_Text for analysis_
┄┄┄┄┄┄

My PrEP Story: David (part 1)
My PrEP Story is the personal voice of people who are using, or have used, PrEP, and those who have been at the forefront of providing it and advocating for it. Find out more about their decisions to use PrEP, how they have navigated using PrEP, and their very own PrEP journey.
If you’d like to add your voice to My PrEP Story, check out our helpful guide and email hello@prepster.info
I remember when a friend told me about PrEP for the first time, my reaction was: “I want it, how can I get it?” I asked.
“You can’t have it. It’s not available” he said. “They are only giving it to people at very high risk of contracting HIV infection.”
I remember thinking that’s a very blurred line. Who is making the cut? Who is supplying it? Why can’t we all have access to it? Why can’t we have the option of buying it?
Eventually, a year or so later, someone told me of the possibility of ordering it online. I then looked into the information provided by 56 Dean Street and ordered PrEP online. This option was far from ideal. The associated costs, a long shipping time, the uncertainty about the supplier and stock limitations, made this solution far from perfect.
Thankfully, nowadays, more studies have been conducted. There are more personal stories from people taking PrEP. There are more options to buy it safely online. There is more information about how PrEP works and how it’s taken. PrEP has been effectively promoted by community based sexual health organisations like Prepster, who are progressively moving things forward.
However, as a gay man, PrEP user and scientist, I believe PrEP should be made available by the NHS immediately. I’ve met people that contracted HIV during the time they were waiting for their first batch of PrEP to arrive. This might not have happened if the Department of Health had a more proactive role in providing access and distribution of PrEP in England. Top health authorities in England should be made accountable for their actions or inactions on this issue and see the evidence that shows these measures should be adopted ASAP. The British Government must take a more proactive role in this.
Why PrEP?
I have had sex with HIV negative people. I had sex with HIV positive people. I had sex with people that didn’t know they were HIV positive at the time. From these experiences, I know I don’t want to give a fuck about the status of who I am having sex with. I want to enjoy sex, the loving connection, and be fully engaged in it. I want to be there for anyone I like and have the option of having intimate condomless sex without having to be conditioned by another person’s status. I think PrEP can help us all to do that.
I’m not comfortable with the idea of some of my friends taking drugs to control a condition that affects us all, but there is only so little I can do about it. HIV transmission and prevention should have never been seen as a problem of only a few. PrEP gives us all within the community of queer men, a co-shared responsibility to further take HIV prevention into our own hands.

┄┄┄┄┄┄

_Data records_
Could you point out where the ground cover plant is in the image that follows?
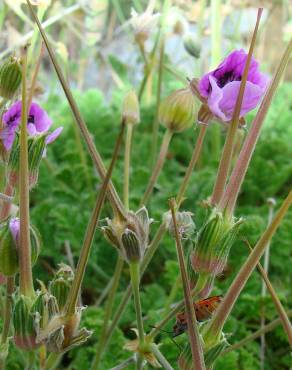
[0,1,292,369]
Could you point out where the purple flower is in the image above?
[0,101,62,150]
[199,49,269,121]
[9,217,20,245]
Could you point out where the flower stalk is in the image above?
[19,47,34,297]
[124,125,133,209]
[203,190,292,345]
[66,122,125,317]
[219,40,292,214]
[140,129,173,206]
[221,310,292,355]
[211,8,263,205]
[248,243,292,348]
[92,256,124,370]
[26,0,125,218]
[169,199,205,370]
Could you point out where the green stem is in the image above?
[220,40,292,214]
[26,0,125,218]
[250,243,292,348]
[204,190,292,345]
[0,276,14,370]
[66,123,125,317]
[130,262,144,345]
[140,129,173,206]
[92,257,124,370]
[176,125,207,207]
[211,9,263,205]
[44,352,62,370]
[124,124,133,209]
[151,344,173,370]
[221,310,292,356]
[169,198,206,370]
[19,47,34,296]
[151,38,164,167]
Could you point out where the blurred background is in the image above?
[0,0,292,370]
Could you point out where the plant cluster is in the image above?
[0,0,292,370]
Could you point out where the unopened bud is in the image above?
[159,88,197,132]
[49,264,74,311]
[164,211,195,239]
[122,90,140,125]
[102,207,152,263]
[13,292,47,351]
[0,57,22,99]
[191,211,242,276]
[7,135,47,189]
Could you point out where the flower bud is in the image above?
[13,292,47,351]
[102,207,152,263]
[164,211,195,239]
[49,264,74,311]
[184,36,201,59]
[191,210,242,276]
[7,134,47,189]
[37,309,92,353]
[0,218,40,276]
[122,90,140,125]
[159,88,197,132]
[0,57,22,99]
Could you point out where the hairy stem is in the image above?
[140,129,173,206]
[221,310,292,356]
[19,47,34,296]
[204,191,292,343]
[92,256,124,370]
[130,262,144,344]
[66,123,125,317]
[151,38,164,167]
[26,0,125,218]
[249,244,292,348]
[151,344,173,370]
[219,40,292,214]
[211,9,263,205]
[124,124,133,209]
[169,199,206,370]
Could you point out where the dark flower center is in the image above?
[27,115,34,124]
[6,113,18,126]
[214,71,241,87]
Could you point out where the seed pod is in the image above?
[0,57,22,99]
[191,210,242,276]
[102,207,152,263]
[0,224,18,276]
[159,88,197,132]
[49,264,74,311]
[6,134,47,189]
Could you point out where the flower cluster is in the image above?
[0,101,63,150]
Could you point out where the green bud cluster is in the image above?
[191,210,242,276]
[102,207,152,263]
[0,220,41,276]
[159,87,197,132]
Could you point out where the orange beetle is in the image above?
[172,295,222,338]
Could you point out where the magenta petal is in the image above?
[29,103,52,133]
[46,127,63,144]
[208,75,228,121]
[9,217,20,243]
[219,81,265,121]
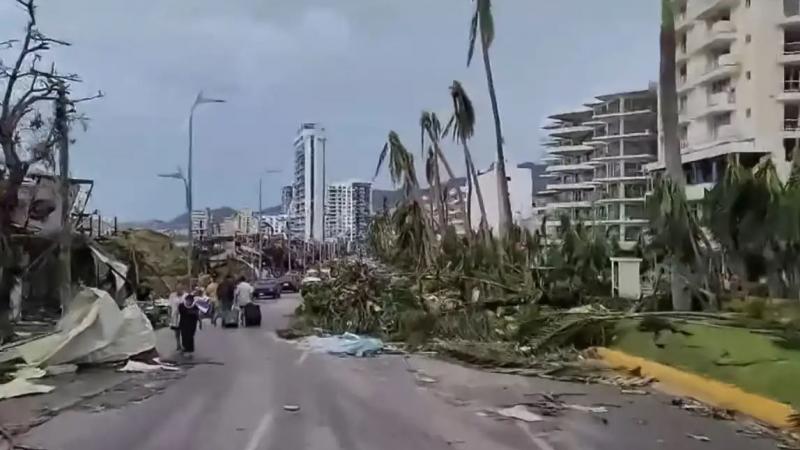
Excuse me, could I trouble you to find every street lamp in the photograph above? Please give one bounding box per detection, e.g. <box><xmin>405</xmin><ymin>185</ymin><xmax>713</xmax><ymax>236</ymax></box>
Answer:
<box><xmin>185</xmin><ymin>91</ymin><xmax>225</xmax><ymax>282</ymax></box>
<box><xmin>258</xmin><ymin>169</ymin><xmax>282</xmax><ymax>278</ymax></box>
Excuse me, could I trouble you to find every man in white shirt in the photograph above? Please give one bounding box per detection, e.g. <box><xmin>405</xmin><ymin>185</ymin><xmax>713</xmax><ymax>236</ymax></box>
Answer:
<box><xmin>233</xmin><ymin>277</ymin><xmax>253</xmax><ymax>321</ymax></box>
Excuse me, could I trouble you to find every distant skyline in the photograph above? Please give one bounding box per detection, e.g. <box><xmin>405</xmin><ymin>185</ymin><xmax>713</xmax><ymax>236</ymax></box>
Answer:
<box><xmin>0</xmin><ymin>0</ymin><xmax>659</xmax><ymax>220</ymax></box>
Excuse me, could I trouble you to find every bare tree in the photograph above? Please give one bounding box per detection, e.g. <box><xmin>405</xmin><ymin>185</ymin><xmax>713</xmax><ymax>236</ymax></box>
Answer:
<box><xmin>0</xmin><ymin>0</ymin><xmax>102</xmax><ymax>340</ymax></box>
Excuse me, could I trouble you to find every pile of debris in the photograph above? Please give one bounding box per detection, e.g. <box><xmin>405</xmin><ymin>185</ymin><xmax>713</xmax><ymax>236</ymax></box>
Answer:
<box><xmin>0</xmin><ymin>288</ymin><xmax>161</xmax><ymax>400</ymax></box>
<box><xmin>98</xmin><ymin>230</ymin><xmax>186</xmax><ymax>297</ymax></box>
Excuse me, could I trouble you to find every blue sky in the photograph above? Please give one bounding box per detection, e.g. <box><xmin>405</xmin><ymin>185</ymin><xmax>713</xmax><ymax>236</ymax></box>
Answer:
<box><xmin>0</xmin><ymin>0</ymin><xmax>659</xmax><ymax>220</ymax></box>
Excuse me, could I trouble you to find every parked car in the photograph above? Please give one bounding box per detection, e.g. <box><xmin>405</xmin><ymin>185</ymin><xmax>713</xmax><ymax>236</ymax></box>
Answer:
<box><xmin>279</xmin><ymin>272</ymin><xmax>300</xmax><ymax>292</ymax></box>
<box><xmin>253</xmin><ymin>278</ymin><xmax>281</xmax><ymax>300</ymax></box>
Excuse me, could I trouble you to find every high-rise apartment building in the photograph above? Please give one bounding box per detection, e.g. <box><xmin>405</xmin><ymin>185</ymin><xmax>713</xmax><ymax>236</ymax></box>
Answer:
<box><xmin>290</xmin><ymin>123</ymin><xmax>326</xmax><ymax>241</ymax></box>
<box><xmin>536</xmin><ymin>86</ymin><xmax>658</xmax><ymax>246</ymax></box>
<box><xmin>281</xmin><ymin>185</ymin><xmax>294</xmax><ymax>214</ymax></box>
<box><xmin>191</xmin><ymin>209</ymin><xmax>211</xmax><ymax>240</ymax></box>
<box><xmin>649</xmin><ymin>0</ymin><xmax>800</xmax><ymax>200</ymax></box>
<box><xmin>325</xmin><ymin>181</ymin><xmax>372</xmax><ymax>241</ymax></box>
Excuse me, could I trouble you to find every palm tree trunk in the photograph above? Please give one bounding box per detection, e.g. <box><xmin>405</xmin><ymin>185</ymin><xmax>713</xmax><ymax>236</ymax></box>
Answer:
<box><xmin>428</xmin><ymin>129</ymin><xmax>466</xmax><ymax>229</ymax></box>
<box><xmin>431</xmin><ymin>153</ymin><xmax>447</xmax><ymax>230</ymax></box>
<box><xmin>659</xmin><ymin>0</ymin><xmax>692</xmax><ymax>311</ymax></box>
<box><xmin>481</xmin><ymin>39</ymin><xmax>512</xmax><ymax>237</ymax></box>
<box><xmin>461</xmin><ymin>141</ymin><xmax>489</xmax><ymax>231</ymax></box>
<box><xmin>464</xmin><ymin>152</ymin><xmax>473</xmax><ymax>236</ymax></box>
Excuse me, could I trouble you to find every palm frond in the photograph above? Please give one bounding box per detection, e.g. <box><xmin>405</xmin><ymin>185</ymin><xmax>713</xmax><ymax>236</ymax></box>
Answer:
<box><xmin>467</xmin><ymin>7</ymin><xmax>478</xmax><ymax>67</ymax></box>
<box><xmin>476</xmin><ymin>0</ymin><xmax>494</xmax><ymax>48</ymax></box>
<box><xmin>372</xmin><ymin>142</ymin><xmax>389</xmax><ymax>181</ymax></box>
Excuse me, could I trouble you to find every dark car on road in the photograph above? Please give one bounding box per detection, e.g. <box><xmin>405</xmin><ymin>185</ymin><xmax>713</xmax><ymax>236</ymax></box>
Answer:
<box><xmin>253</xmin><ymin>278</ymin><xmax>281</xmax><ymax>300</ymax></box>
<box><xmin>278</xmin><ymin>272</ymin><xmax>300</xmax><ymax>292</ymax></box>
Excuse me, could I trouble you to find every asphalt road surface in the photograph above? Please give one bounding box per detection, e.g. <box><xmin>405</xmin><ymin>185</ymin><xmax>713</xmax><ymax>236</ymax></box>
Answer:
<box><xmin>20</xmin><ymin>296</ymin><xmax>775</xmax><ymax>450</ymax></box>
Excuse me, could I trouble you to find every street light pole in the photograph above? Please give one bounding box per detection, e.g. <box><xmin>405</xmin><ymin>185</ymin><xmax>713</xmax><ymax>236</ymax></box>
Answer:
<box><xmin>186</xmin><ymin>91</ymin><xmax>225</xmax><ymax>289</ymax></box>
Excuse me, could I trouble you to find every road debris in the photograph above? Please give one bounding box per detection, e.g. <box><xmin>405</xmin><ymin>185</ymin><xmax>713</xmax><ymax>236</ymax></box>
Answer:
<box><xmin>620</xmin><ymin>389</ymin><xmax>650</xmax><ymax>395</ymax></box>
<box><xmin>564</xmin><ymin>404</ymin><xmax>608</xmax><ymax>414</ymax></box>
<box><xmin>497</xmin><ymin>405</ymin><xmax>544</xmax><ymax>422</ymax></box>
<box><xmin>301</xmin><ymin>333</ymin><xmax>384</xmax><ymax>358</ymax></box>
<box><xmin>45</xmin><ymin>364</ymin><xmax>78</xmax><ymax>377</ymax></box>
<box><xmin>672</xmin><ymin>398</ymin><xmax>736</xmax><ymax>420</ymax></box>
<box><xmin>686</xmin><ymin>433</ymin><xmax>711</xmax><ymax>442</ymax></box>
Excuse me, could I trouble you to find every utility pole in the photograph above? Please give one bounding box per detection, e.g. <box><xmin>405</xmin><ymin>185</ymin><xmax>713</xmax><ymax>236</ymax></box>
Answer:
<box><xmin>55</xmin><ymin>83</ymin><xmax>72</xmax><ymax>314</ymax></box>
<box><xmin>256</xmin><ymin>178</ymin><xmax>264</xmax><ymax>278</ymax></box>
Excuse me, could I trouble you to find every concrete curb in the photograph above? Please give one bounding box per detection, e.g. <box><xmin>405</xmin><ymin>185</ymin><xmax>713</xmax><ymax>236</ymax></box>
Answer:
<box><xmin>597</xmin><ymin>347</ymin><xmax>795</xmax><ymax>428</ymax></box>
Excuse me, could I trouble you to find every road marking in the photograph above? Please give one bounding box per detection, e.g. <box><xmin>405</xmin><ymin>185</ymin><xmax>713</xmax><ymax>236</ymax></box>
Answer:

┄┄┄┄┄┄

Repeat the passage of the PrEP story word for word, starting with "Eventually, a year" and going on through "far from perfect.". The records have no connection to the text.

_Response_
Eventually, a year or so later, someone told me of the possibility of ordering it online. I then looked into the information provided by 56 Dean Street and ordered PrEP online. This option was far from ideal. The associated costs, a long shipping time, the uncertainty about the supplier and stock limitations, made this solution far from perfect.